**EXTRACTED ENTRIES**
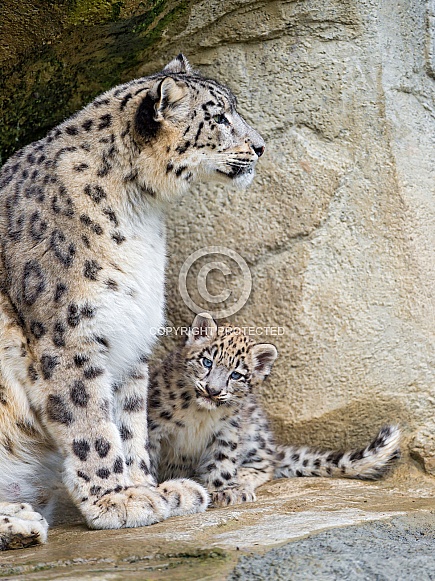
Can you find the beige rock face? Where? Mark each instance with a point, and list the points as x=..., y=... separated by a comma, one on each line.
x=338, y=228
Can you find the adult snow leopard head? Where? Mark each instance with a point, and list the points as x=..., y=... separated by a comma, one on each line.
x=186, y=129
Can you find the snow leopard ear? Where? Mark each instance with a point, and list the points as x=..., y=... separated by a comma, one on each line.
x=203, y=329
x=263, y=357
x=179, y=64
x=171, y=100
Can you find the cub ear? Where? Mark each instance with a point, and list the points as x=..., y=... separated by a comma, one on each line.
x=179, y=64
x=263, y=357
x=171, y=101
x=203, y=329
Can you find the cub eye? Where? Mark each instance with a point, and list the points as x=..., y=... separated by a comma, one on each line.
x=207, y=362
x=221, y=119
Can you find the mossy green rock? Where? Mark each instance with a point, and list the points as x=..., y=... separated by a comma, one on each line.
x=66, y=53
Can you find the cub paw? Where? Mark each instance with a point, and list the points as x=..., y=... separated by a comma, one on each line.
x=231, y=496
x=135, y=506
x=21, y=526
x=184, y=496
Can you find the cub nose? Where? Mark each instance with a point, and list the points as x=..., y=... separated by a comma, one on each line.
x=213, y=390
x=258, y=150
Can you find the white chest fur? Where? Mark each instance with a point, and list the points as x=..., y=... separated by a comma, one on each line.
x=193, y=440
x=129, y=319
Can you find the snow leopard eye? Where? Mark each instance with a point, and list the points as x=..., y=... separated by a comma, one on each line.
x=221, y=119
x=207, y=362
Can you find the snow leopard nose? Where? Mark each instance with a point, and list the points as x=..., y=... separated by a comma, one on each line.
x=258, y=150
x=212, y=390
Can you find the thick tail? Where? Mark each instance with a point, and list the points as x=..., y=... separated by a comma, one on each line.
x=370, y=463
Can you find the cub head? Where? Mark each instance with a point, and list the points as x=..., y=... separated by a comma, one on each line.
x=223, y=364
x=188, y=130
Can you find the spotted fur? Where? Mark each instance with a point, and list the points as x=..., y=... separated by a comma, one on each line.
x=81, y=278
x=206, y=423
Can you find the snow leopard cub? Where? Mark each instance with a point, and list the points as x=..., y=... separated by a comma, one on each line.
x=205, y=421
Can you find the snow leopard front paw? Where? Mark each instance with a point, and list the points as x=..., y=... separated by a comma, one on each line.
x=134, y=506
x=230, y=496
x=21, y=526
x=184, y=496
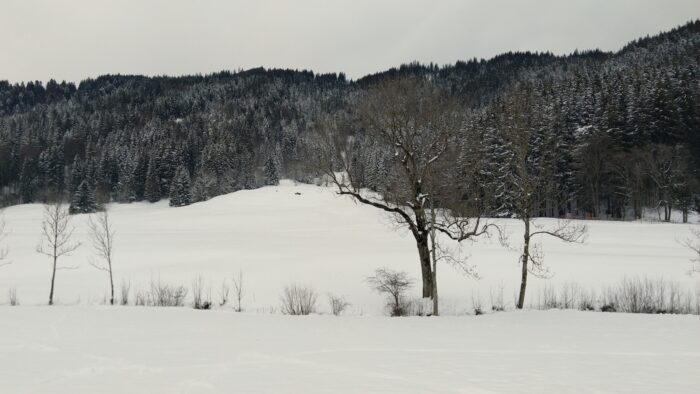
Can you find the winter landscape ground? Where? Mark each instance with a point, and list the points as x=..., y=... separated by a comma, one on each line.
x=311, y=236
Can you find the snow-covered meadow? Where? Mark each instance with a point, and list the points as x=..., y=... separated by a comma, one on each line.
x=306, y=234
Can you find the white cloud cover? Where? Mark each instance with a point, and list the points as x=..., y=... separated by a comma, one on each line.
x=76, y=39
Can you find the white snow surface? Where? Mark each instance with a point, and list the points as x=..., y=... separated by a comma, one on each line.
x=275, y=237
x=318, y=238
x=179, y=350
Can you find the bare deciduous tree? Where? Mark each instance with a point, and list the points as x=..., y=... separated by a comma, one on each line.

**TASK GOAL**
Please reproduce the material word for word, starting with the line containing "Can you find the cub head?" and going on through the end of the material, and leave the pictures out of your answer.

**SOLUTION TO THE EXERCISE**
Can you find the cub head? Where? Mark each instance with a point, and list the points as x=..., y=... separated by a comma, one on each line.
x=223, y=364
x=188, y=130
Can you find the spotted fur? Where? Mark each instance with a point, and list the points as x=..., y=... separated by a comma, one on each line.
x=81, y=278
x=206, y=423
Can you find the snow leopard cub? Where? Mark each instance with a point, and list the points as x=..., y=... separated by a comma, one on each line.
x=205, y=421
Can you find the snow leopard front paw? Where? Mark each instance with a point, and list the points as x=..., y=... separated by a comma, one on each line.
x=134, y=506
x=230, y=496
x=21, y=526
x=184, y=496
Can you find the winter landscape ground? Where? Mark each instance with a point, and list the points as x=..., y=... separated by a comma, one on each line.
x=311, y=236
Can you find the snow-covered meadow? Where? Mark each instance with a point, and list the points as x=..., y=... separated by a comma, one on each line.
x=306, y=234
Can you find the white cloud cover? Where? Mark each instance with a point, and list the points as x=..., y=... separated by a comma, one on each line.
x=76, y=39
Can you find the white snow surface? Where? Mark each instance with a point, and list the points as x=..., y=... separated by a comma, one on each line.
x=275, y=237
x=318, y=238
x=179, y=350
Can you find the bare deciduous tree? Where? Mark each instance with a point, and list the points as x=..., y=... separated by a comma, one on each line.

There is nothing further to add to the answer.